STATED PROBLEM 1.
Please extract the passage from "Top 10 Shows" to "the very least." in the 2013 year-in-review post, keeping every word and mark as it appears.
====
The Year In Review: The Good, The Bad, And The Unseen of 2013

Damn that rhyme’s dope. Wasn’t even planned ahead of time, either; just naturally came from the flow of universal energy and my own innate cunning. My head’s going to get bigger unless someone tells me I suck.

So, as you may have guessed, this is one of those year-end lists. Only mine will be better than everyone else’s, so don’t read theirs; they probably saw something boring like Wing. Who wants to see a random elderly Chinese woman sing when you can spinkick people? I’m not going to fact-check this, so if you saw Wing instead of a cool show, go screw. Here are the lists now.

Top 10 Shows In No Particular Order, Because I’m Aiming To Be More Positive

1. Boris @ Brighton Music Hall

Need I say more than Flood? I mean, damn. ¾ of an album/song I thought I’d never get to see performed in my lifetime due to Boris having altogether too much material to get to it all at their convenience. The only thing that could’ve made the whole thing better was if they got 3 more hours to just play everything I wanted to hear. Serious. Too bad I was poor, so I couldn’t make the show the night before. Maybe I should be a whore.

I’ll have to see Boris at least 3 more times to have a well-rounded setlist experience, but I can cross off ‘Huge’ and ‘Flood’, at the very least.
====
STATED PROBLEM 2.
Copy all of the stored entries below, line for line, with no changes.

Stored items
====
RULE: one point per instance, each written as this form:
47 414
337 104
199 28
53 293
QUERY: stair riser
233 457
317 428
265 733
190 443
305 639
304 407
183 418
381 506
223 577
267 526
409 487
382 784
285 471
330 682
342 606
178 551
====
EXPECTED OUTPUT 1.
Top 10 Shows In No Particular Order, Because I’m Aiming To Be More Positive

1. Boris @ Brighton Music Hall

Need I say more than Flood? I mean, damn. ¾ of an album/song I thought I’d never get to see performed in my lifetime due to Boris having altogether too much material to get to it all at their convenience. The only thing that could’ve made the whole thing better was if they got 3 more hours to just play everything I wanted to hear. Serious. Too bad I was poor, so I couldn’t make the show the night before. Maybe I should be a whore.

I’ll have to see Boris at least 3 more times to have a well-rounded setlist experience, but I can cross off ‘Huge’ and ‘Flood’, at the very least.

EXPECTED OUTPUT 2.
RULE: one point per instance, each written as this form:
47 414
337 104
199 28
53 293
QUERY: stair riser
233 457
317 428
265 733
190 443
305 639
304 407
183 418
381 506
223 577
267 526
409 487
382 784
285 471
330 682
342 606
178 551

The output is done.